• _GIVEN PROBLEM 1_: Collect every line of the records below that contains the string "texture", matching case.

───── EXCERPT TO READ ─────

Arne Swabeck , in the midst of the great class battles being waged 90 years ago this summer, surveys the quickly shifting landscape as a new unionism takes hold five years into the Great Depression.

‘Sharper Struggles in Strike Wave’ by Arne Swabeck from The Militant. Vol. 7 No. 31. August 4, 1934.

In the gigantic strikes, rolling on like an avalanche from coast to coast some trends are apparent which will be of the greatest importance in future developments of these labor struggles. The main issue is union organization. That stands out clearly and unequivocally and it is pursued consciously. But by the very nature of these struggles there is already implied in them the trends toward a new type of union, new in character and broader in scope than heretofore. Simultaneously with this there is expressed also, although still unconsciously as far as the mass of the workers are concerned, the efforts toward bringing forward new type of union leadership.

Throughout the country the effects of the crisis upon the workers drives them forward. Their grievances multiply and come to a head. A seething discontent is manifest. The need for union organization grows as it meets the open ruthless attacks of the master class. All along the line there is a sharpening of the class struggle. The powerful strikes for union organization become ever broader in scope. Ever more political in character, and they will tend to advance the American working class rapidly to higher levels–toward class consciousness.

Deeper Meaning in Struggles

On this general background the fight for union organization begins to assume а deeper significance than before. The unions that are emerging represent something new in the sense that they are distinct from the traditional type of craft unions going along with such concessions as it could wrest from capitalism through the means of class- collaboration and obtained at the cost of keeping the large masses unorganized and subsisting on a lower standard of living. In the minds of the many new trade union recruits their organization is conceived of from the outset as an instrument of struggle for better conditions and this is immediately translated into practical action. To this extent it is a new kind of unionism which stands on the order of the day. Equally as important, however, in the present situation is the beginning of the struggle for a new type of union leadership. While it is not yet a conscious object, nevertheless, it grows directly out of the needs of the working class and the conditions under which it exists. The old time reactionary trade union leadership now stands out more clearly as an obstacle in the path. By its whole outlook, its actions as agents of capitalism, this leadership serves as an instrument not only to prevent further working class advance but also to betray the struggle for the aims of today.

Picket parade, Embarcadero, Friday May 10, 1934.

The issue of union organization and union recognition cannot be arbitrated. That will mean only a postponement of the struggle. In the automobile industry an arbitration procedure was accepted. It became a blow to the unions which were emerging and the grievances of the workers remained. In the steel industry the acceptance of Wm. Green’s proposal means that the struggle for union recognition is given up for the time being. In Minneapolis and Toledo, in the strikes of last May, the issue was fought out. Union recognition was gained, though only partly in Toledo, and in Minneapolis the recognition in order to also include the inside men, organized by the truck drivers union, has to be fought out again.

─────

• _GIVEN PROBLEM 2_: Revise the part of the 1934 strike article above that opens with "Arne Swabeck , in" and closes with "August 4, 1934.", putting "economic slump" in place of "Great Depression".

───── TASK DATA ─────

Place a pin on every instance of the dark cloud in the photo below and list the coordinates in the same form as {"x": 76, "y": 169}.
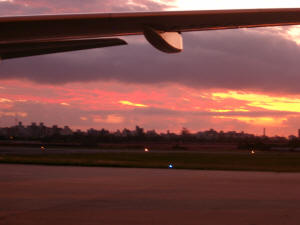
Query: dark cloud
{"x": 232, "y": 59}
{"x": 29, "y": 7}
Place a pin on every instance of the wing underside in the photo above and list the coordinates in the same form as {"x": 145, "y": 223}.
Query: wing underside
{"x": 35, "y": 35}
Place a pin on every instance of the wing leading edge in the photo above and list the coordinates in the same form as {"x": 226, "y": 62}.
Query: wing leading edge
{"x": 162, "y": 29}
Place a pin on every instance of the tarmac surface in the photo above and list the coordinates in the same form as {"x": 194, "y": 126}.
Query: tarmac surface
{"x": 48, "y": 195}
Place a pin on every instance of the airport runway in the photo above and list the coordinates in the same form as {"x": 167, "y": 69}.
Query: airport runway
{"x": 44, "y": 195}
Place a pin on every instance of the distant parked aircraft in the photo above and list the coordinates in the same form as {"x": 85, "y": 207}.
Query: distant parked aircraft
{"x": 37, "y": 35}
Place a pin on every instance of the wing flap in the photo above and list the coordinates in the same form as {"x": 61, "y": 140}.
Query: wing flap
{"x": 16, "y": 50}
{"x": 20, "y": 29}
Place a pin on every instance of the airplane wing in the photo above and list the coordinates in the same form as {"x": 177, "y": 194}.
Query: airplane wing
{"x": 36, "y": 35}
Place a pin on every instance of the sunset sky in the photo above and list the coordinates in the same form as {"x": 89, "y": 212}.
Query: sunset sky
{"x": 243, "y": 80}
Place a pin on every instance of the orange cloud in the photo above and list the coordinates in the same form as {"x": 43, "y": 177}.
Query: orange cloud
{"x": 266, "y": 121}
{"x": 287, "y": 104}
{"x": 111, "y": 119}
{"x": 133, "y": 104}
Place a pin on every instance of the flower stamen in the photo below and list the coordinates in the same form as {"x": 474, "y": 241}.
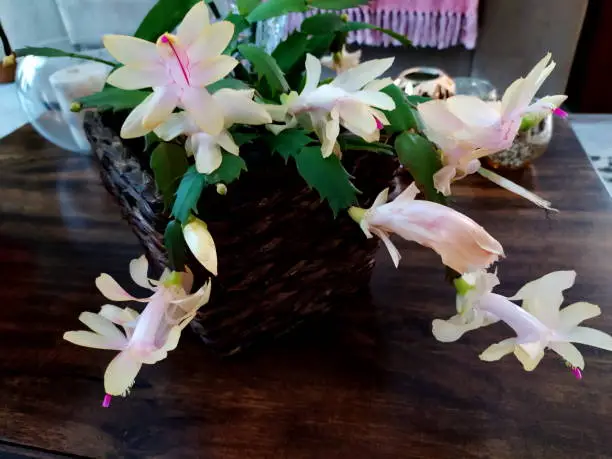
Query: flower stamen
{"x": 168, "y": 41}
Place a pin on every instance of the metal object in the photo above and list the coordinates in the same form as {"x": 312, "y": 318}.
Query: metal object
{"x": 426, "y": 81}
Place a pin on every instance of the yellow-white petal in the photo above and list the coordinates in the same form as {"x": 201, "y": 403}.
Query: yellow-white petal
{"x": 211, "y": 42}
{"x": 395, "y": 255}
{"x": 113, "y": 291}
{"x": 162, "y": 104}
{"x": 120, "y": 374}
{"x": 357, "y": 77}
{"x": 226, "y": 141}
{"x": 375, "y": 99}
{"x": 211, "y": 70}
{"x": 590, "y": 337}
{"x": 128, "y": 77}
{"x": 238, "y": 108}
{"x": 543, "y": 297}
{"x": 498, "y": 350}
{"x": 139, "y": 268}
{"x": 207, "y": 153}
{"x": 131, "y": 51}
{"x": 473, "y": 111}
{"x": 101, "y": 326}
{"x": 193, "y": 24}
{"x": 201, "y": 244}
{"x": 175, "y": 125}
{"x": 119, "y": 316}
{"x": 132, "y": 126}
{"x": 313, "y": 74}
{"x": 94, "y": 341}
{"x": 203, "y": 109}
{"x": 569, "y": 352}
{"x": 576, "y": 313}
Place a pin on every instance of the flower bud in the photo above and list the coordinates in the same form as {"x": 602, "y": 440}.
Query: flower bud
{"x": 201, "y": 243}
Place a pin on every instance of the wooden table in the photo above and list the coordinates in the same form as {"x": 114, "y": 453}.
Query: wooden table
{"x": 367, "y": 382}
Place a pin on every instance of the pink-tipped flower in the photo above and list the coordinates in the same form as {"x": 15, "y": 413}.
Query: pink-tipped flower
{"x": 467, "y": 128}
{"x": 462, "y": 244}
{"x": 146, "y": 338}
{"x": 178, "y": 68}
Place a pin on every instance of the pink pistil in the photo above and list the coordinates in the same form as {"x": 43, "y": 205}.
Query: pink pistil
{"x": 577, "y": 373}
{"x": 165, "y": 39}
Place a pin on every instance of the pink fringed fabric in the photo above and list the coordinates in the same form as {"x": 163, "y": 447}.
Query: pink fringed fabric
{"x": 434, "y": 23}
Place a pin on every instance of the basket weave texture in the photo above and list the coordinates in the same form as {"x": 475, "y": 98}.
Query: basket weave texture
{"x": 283, "y": 257}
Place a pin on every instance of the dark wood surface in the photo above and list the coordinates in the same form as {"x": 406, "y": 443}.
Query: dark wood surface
{"x": 369, "y": 381}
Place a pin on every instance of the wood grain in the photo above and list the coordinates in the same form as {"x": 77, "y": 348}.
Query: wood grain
{"x": 366, "y": 382}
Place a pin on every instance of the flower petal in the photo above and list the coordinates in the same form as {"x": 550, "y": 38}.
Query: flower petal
{"x": 113, "y": 291}
{"x": 209, "y": 71}
{"x": 132, "y": 126}
{"x": 203, "y": 109}
{"x": 175, "y": 125}
{"x": 193, "y": 24}
{"x": 590, "y": 337}
{"x": 120, "y": 374}
{"x": 119, "y": 316}
{"x": 576, "y": 313}
{"x": 395, "y": 255}
{"x": 357, "y": 77}
{"x": 569, "y": 352}
{"x": 94, "y": 341}
{"x": 498, "y": 350}
{"x": 161, "y": 105}
{"x": 450, "y": 330}
{"x": 543, "y": 297}
{"x": 211, "y": 42}
{"x": 137, "y": 78}
{"x": 131, "y": 51}
{"x": 375, "y": 99}
{"x": 473, "y": 111}
{"x": 238, "y": 108}
{"x": 139, "y": 268}
{"x": 102, "y": 326}
{"x": 226, "y": 141}
{"x": 443, "y": 179}
{"x": 313, "y": 74}
{"x": 207, "y": 153}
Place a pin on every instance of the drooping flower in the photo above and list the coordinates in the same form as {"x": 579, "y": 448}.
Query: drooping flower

─────

• _WRITTEN SOLUTION 1_:
Place a pin on every instance of the basket weave texture in the photo above and list the coordinates in the same form as {"x": 475, "y": 98}.
Query: basket weave texture

• _WRITTEN SOLUTION 2_:
Arne Swabeck , in the midst of the great class battles being waged 90 years ago this summer, surveys the quickly shifting landscape as a new unionism takes hold five years into the economic slump.

‘Sharper Struggles in Strike Wave’ by Arne Swabeck from The Militant. Vol. 7 No. 31. August 4, 1934.